WORK REQUEST
Reproduce the entries exactly as they appear below.
#####
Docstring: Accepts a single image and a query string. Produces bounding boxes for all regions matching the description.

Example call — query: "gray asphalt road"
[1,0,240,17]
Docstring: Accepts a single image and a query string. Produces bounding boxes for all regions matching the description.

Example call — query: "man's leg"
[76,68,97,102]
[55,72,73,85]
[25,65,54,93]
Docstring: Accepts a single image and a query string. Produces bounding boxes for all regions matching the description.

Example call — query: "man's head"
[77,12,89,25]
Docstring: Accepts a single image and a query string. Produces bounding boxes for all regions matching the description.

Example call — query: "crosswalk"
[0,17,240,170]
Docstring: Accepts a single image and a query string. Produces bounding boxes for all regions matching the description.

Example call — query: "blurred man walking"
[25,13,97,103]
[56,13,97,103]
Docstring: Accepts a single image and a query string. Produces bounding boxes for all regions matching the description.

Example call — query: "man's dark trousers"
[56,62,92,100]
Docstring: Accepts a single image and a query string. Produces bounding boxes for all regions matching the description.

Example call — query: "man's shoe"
#####
SOLVED PROBLEM
Docstring: Accepts a single image and a query string. Produces bounding boxes for all regions matching the description.

Example call — query: "gray asphalt road"
[1,0,240,17]
Docstring: Accepts a single image and a query string. Produces bounding boxes for all regions matching the description.

Example call — query: "man's leg"
[76,68,97,102]
[55,72,73,85]
[25,65,54,93]
Docstring: Accepts a single image and a query string. Produces bounding boxes for all regions matching the description.

Example call — query: "man's head"
[77,12,89,25]
Docstring: Accepts a single image and a query string. Produces bounding boxes for all regions matching the description.

Example call — query: "crosswalk"
[0,17,240,170]
Docstring: Accepts a single image and a query string. Produces bounding boxes for all regions matching the description.

Example call — query: "blurred man walking"
[25,13,97,103]
[56,13,97,103]
Docstring: Accepts a single image and a query string. Produces bounding boxes for all regions matching the description.

Example call — query: "man's dark trousers"
[56,62,92,100]
Docstring: Accepts a single image and a query string. Produces bounding boxes for all regions matching the description.

Example call — query: "man's shoe"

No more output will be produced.